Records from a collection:
+--
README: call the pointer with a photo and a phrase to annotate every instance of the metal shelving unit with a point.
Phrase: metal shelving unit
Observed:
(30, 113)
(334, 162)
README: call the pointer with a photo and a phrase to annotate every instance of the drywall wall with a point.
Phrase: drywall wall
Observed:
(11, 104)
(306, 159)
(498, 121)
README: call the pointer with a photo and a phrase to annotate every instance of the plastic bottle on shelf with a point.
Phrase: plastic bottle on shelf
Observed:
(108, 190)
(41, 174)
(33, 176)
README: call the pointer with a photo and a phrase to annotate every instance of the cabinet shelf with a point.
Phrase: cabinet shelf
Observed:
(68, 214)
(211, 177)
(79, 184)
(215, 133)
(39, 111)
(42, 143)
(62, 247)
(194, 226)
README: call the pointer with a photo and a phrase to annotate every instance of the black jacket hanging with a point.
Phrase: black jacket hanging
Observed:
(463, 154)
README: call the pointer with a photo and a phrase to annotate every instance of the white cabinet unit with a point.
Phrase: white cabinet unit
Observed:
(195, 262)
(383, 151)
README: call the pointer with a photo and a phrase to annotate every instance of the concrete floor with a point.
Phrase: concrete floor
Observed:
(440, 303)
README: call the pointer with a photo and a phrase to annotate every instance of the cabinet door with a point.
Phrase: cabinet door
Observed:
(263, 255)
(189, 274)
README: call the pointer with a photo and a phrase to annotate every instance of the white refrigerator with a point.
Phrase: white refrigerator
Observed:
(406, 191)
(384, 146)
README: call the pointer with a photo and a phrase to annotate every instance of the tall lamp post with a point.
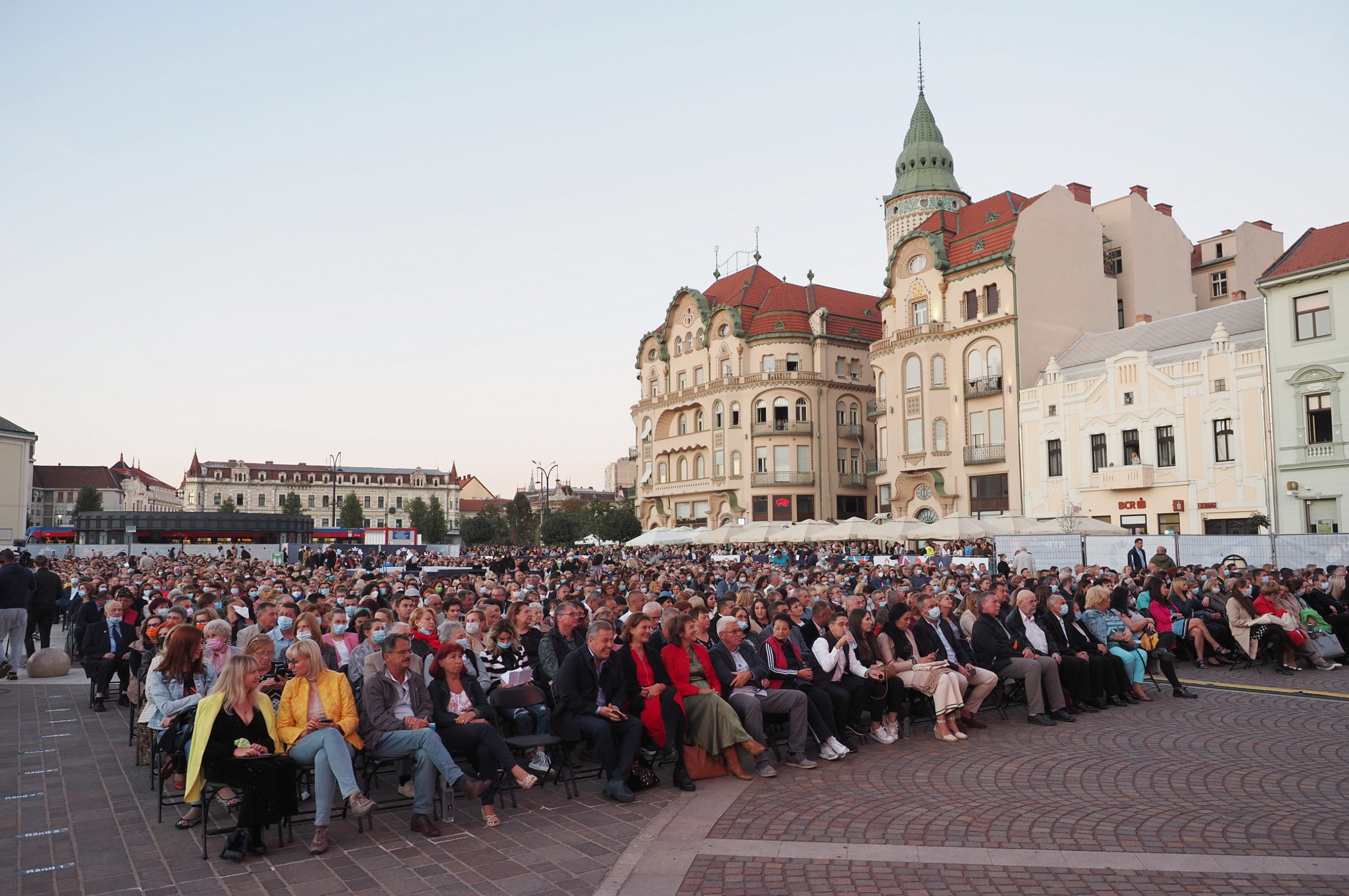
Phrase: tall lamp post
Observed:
(547, 474)
(334, 469)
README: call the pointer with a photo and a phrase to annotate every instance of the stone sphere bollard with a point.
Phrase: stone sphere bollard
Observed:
(49, 663)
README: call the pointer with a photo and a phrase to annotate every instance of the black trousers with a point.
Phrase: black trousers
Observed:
(615, 743)
(485, 746)
(40, 623)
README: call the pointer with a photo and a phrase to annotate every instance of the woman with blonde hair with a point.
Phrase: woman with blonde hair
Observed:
(317, 725)
(235, 743)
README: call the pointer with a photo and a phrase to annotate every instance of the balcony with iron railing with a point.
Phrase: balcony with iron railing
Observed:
(985, 454)
(786, 427)
(982, 386)
(783, 478)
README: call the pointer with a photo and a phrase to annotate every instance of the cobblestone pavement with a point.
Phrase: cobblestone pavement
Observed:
+--
### Exercise instructions
From the records above, print exactly the lines that run from the line with "Phrase: metal shelving unit" to the line with "on shelf with a point.", inclusive.

### Worked solution
Phrase: metal shelving unit
Observed:
(30, 113)
(334, 162)
README: call the pointer with a photo and a phrase to annotate every instance of the drywall wall with a point.
Phrase: drywall wall
Observed:
(11, 104)
(306, 159)
(498, 121)
README: call the pointer with a photo and a phrase to annotate every instance of the plastic bottle on shelf with a point.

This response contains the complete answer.